→ **Task prompt**
Rename "bounding box" to "enclosing rectangle" throughout the entries below, and leave every other word as it is.

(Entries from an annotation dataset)
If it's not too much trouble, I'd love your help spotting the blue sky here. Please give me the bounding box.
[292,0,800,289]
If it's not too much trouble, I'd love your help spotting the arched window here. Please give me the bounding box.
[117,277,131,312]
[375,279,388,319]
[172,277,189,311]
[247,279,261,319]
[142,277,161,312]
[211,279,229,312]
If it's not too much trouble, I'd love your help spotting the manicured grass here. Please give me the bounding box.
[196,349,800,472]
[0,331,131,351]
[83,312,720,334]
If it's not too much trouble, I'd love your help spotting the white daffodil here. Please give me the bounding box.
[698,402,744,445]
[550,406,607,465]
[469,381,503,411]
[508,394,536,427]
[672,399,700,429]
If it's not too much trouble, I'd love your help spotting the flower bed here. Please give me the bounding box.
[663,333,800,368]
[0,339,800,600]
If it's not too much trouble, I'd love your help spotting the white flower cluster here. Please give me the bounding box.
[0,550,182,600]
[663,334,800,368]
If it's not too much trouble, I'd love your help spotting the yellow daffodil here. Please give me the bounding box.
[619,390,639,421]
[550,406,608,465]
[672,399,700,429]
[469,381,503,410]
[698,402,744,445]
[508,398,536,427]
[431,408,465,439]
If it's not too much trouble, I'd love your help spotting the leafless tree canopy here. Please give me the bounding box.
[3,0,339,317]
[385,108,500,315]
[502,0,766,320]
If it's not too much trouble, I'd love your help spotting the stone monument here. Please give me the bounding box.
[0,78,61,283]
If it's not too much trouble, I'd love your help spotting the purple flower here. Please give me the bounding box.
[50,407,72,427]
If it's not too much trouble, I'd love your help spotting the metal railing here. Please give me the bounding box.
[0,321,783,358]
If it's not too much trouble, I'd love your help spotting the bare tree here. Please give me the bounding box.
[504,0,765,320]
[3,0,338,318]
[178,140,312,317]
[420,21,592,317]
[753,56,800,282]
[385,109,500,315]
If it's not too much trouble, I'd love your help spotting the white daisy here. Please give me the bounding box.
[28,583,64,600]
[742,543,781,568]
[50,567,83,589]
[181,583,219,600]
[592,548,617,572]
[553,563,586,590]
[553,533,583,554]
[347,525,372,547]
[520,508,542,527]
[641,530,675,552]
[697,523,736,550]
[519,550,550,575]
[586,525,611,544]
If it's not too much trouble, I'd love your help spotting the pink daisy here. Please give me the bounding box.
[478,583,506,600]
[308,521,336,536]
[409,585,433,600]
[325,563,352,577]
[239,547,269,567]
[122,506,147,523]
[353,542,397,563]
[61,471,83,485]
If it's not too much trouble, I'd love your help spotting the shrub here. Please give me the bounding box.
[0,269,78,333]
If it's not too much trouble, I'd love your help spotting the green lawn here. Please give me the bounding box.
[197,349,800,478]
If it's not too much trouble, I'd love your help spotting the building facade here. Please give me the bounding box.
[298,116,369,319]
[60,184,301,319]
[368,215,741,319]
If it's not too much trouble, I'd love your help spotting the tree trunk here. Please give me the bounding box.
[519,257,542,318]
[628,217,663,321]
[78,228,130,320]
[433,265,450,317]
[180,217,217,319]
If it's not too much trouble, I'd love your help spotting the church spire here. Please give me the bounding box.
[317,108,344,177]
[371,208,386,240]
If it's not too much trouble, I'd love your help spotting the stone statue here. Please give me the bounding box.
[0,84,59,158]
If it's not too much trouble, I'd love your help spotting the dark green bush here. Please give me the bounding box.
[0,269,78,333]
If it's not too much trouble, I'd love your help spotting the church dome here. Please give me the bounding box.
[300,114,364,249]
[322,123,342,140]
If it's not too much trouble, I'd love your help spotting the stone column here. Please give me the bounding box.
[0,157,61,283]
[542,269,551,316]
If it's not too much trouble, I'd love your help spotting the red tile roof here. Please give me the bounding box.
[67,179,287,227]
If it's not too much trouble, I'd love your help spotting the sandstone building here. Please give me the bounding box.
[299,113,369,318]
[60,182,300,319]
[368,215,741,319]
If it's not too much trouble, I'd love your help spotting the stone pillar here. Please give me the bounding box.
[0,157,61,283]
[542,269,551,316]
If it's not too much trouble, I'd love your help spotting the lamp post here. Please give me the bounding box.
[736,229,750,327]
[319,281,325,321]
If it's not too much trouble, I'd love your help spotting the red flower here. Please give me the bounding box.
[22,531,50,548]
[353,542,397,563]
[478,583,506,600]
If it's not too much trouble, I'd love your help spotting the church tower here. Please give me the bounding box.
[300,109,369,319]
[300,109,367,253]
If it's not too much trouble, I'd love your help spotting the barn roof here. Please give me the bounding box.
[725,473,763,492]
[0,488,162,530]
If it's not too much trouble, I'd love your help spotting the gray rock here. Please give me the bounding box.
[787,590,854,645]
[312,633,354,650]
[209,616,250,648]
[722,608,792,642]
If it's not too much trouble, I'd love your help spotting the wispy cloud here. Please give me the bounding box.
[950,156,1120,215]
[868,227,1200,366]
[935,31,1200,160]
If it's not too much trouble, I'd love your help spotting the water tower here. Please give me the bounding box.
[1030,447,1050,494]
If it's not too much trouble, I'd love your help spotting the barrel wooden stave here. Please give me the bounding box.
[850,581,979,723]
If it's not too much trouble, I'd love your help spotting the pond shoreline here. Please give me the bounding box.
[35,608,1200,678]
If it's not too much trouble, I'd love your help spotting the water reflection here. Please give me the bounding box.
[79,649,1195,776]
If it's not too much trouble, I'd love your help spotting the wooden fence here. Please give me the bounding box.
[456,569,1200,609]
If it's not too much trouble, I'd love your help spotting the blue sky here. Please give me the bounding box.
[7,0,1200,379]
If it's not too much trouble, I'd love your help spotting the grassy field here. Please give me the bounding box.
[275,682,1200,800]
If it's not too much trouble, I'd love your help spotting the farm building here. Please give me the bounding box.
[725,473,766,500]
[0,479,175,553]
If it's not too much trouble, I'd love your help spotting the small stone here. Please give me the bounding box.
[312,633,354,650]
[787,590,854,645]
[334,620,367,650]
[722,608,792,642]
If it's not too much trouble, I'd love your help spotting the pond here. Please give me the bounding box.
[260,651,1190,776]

→ **Problem solution**
If it's not too much trouble, I'd love your help spotting the blue sky here. Please give me the enclosing rectangle.
[292,0,800,289]
If it's not too much trouble, I'd love your help spotting the arched window here. Please give me the enclosing rectangle.
[117,277,131,312]
[375,279,388,319]
[172,277,189,311]
[247,279,261,319]
[142,277,161,312]
[211,279,229,312]
If it's not too much trouble, I'd love your help spotting the manicured grass here. Please give me the enclosing rectangle.
[196,349,800,472]
[0,331,131,351]
[83,312,720,334]
If it's not too much trouble, I'd love your help spotting the white daffodil here. Please give me the enclosing rectangle.
[698,402,744,445]
[550,406,607,465]
[469,381,503,411]
[508,394,536,427]
[672,399,700,429]
If it's not too much trouble, I'd love your help spotting the flower bed here. Please give me the enclosing rectangle.
[663,333,800,368]
[0,339,800,600]
If it's not too much trouble, I'd love your help spotting the white flower cluster here. Please give me the enclosing rectangle.
[0,550,182,600]
[663,334,800,368]
If it's not too much trouble, I'd love your help spotting the yellow daffodil here. Please give me the enclosing rectangle.
[619,390,639,421]
[550,406,608,465]
[672,399,700,429]
[469,381,503,410]
[698,402,744,445]
[508,398,536,427]
[431,408,465,439]
If it's not too much trouble, I'd love your help spotting the leafless tree canopy here. Please give me the enclosing rectangle.
[3,0,339,317]
[385,108,500,315]
[502,0,766,320]
If it's not too much trouble, I'd love your help spotting the stone monument here. Please give me the enclosing rectangle.
[0,78,61,283]
If it's not too much trouble, I'd love your help spotting the purple flower here. Please give me the enclosing rectangle.
[50,407,72,427]
If it's not too much trouble, I'd love your help spotting the metal railing here. Please give me the enclosing rectangle.
[0,321,783,358]
If it's not too much trouble, I'd love your help spotting the bare tree here. Please give me the enclosing rectangle.
[504,0,765,320]
[3,0,338,318]
[178,140,312,317]
[420,21,592,317]
[753,56,800,282]
[385,109,500,315]
If it's not too much trouble, I'd love your help spotting the white daisy here. Please give me the enclosing rectangle.
[28,583,64,600]
[742,543,781,568]
[50,567,83,589]
[181,583,219,600]
[592,548,617,572]
[553,563,586,590]
[553,533,583,554]
[347,525,372,547]
[520,508,542,527]
[641,530,675,552]
[697,523,736,550]
[519,550,550,575]
[586,525,611,544]
If it's not too much trouble, I'd love your help spotting the pink daisy here. Please give me the enclosing rectangle.
[478,583,506,600]
[308,521,336,536]
[409,585,433,600]
[325,563,352,577]
[239,547,269,567]
[122,506,147,523]
[353,542,397,563]
[61,471,83,485]
If it's not too much trouble, I'd love your help spotting the shrub here. Please give me the enclosing rectangle.
[0,269,78,333]
If it's not too much trouble, I'd love your help spotting the green lawn here. Please give me the enclosing rectangle.
[197,349,800,478]
If it's not too much trouble, I'd love your help spotting the building facade here. Please give me the enclosing rectangle.
[298,116,369,319]
[60,184,301,319]
[368,215,741,319]
If it's not too much trouble, I'd love your help spotting the tree trunk here. Please give me the enclosing rectangle.
[519,257,542,318]
[628,217,663,321]
[78,228,130,320]
[433,265,450,317]
[180,217,217,319]
If it's not too much trouble, I'd love your help spotting the church spire here. Please give me the enclosing rectangle.
[317,108,344,177]
[371,208,386,240]
If it's not too much trouble, I'd love your help spotting the stone statue here. Please give me the enclosing rectangle.
[0,84,59,158]
If it's not too much trouble, I'd love your help spotting the dark green bush here. Please give me the enclosing rectangle.
[0,269,78,333]
If it's not too much trouble, I'd love your help spotting the church dome here. Please give me the enclosing rectangle.
[300,114,364,249]
[322,123,342,140]
If it's not too much trouble, I'd love your help spotting the stone column here. Please give me the enclosing rectangle.
[0,157,61,283]
[542,269,551,316]
If it's not too much trouble, I'd love your help spotting the red tile roof here. Please give me the enclosing rectangle.
[67,179,287,227]
If it's not too much trouble, I'd love your help spotting the sandstone building here. Please give me the enclosing rectangle.
[299,113,369,318]
[60,182,300,319]
[368,215,741,319]
If it's not too much trouble, I'd love your help spotting the stone pillar here. Please give me the enclosing rectangle.
[0,157,61,283]
[542,269,551,316]
If it's not too much trouble, I'd love your help spotting the lamp post here. Please give me the enclosing rectangle.
[736,229,750,327]
[319,281,325,321]
If it's not too much trouble, I'd love your help spotting the red flower here. Please give me the enclosing rectangle.
[22,531,50,548]
[353,542,397,563]
[478,583,506,600]
If it's not too much trouble, I'd love your help spotting the church tower here. Please give me the enclosing rectangle.
[300,109,369,319]
[300,109,367,253]
If it's not too much trouble, I'd love your help spotting the barn roof here. Please give me the enclosing rectangle.
[725,473,763,492]
[0,488,162,530]
If it's not too much trouble, I'd love your help spotting the gray rock here. Please give me the enclosing rectangle.
[787,590,854,645]
[312,633,354,650]
[209,616,250,648]
[722,608,792,642]
If it's not too much trouble, I'd love your help spotting the wispy cloud here. Please give me the enclosing rectangle.
[950,156,1120,215]
[868,227,1200,366]
[935,31,1200,160]
If it's not too much trouble, I'd love your help spotting the water tower here. Please give me the enclosing rectangle.
[1030,447,1050,494]
If it's not too much trouble, I'd love your help spotting the barrel wooden stave here. Please give me the enclosing rectangle.
[850,581,979,723]
If it's not too much trouble, I'd love your help spotting the pond shoreline here. Please give me the enclosing rectangle.
[35,608,1200,678]
If it's not too much trouble, I'd love your help spotting the water reflection here. Please give me the enclosing rectangle.
[79,649,1195,776]
If it's not too much trouble, I'd love your help spotting the wooden fence here. Please give me the enclosing rectangle.
[456,569,1200,609]
If it's not too much trouble, I'd love your help spotting the blue sky here. Please give me the enclosing rectangle.
[7,0,1200,379]
If it's not too much trouble, I'd love your help spotting the grassy field here. Please give me the enclosing rectangle.
[275,682,1200,800]
If it's not too much trouble, I'd love your help spotting the farm building here. Please give me the enclosing rectangle.
[725,473,766,500]
[0,479,175,553]
If it's not too much trouble, I'd love your help spotting the small stone here. Please give me the enclosing rectangle.
[312,633,354,650]
[787,590,854,645]
[334,620,367,650]
[722,608,792,642]
If it's not too much trouble, I'd love your help spotting the pond here. Please give me the enclosing rectangle.
[260,651,1190,776]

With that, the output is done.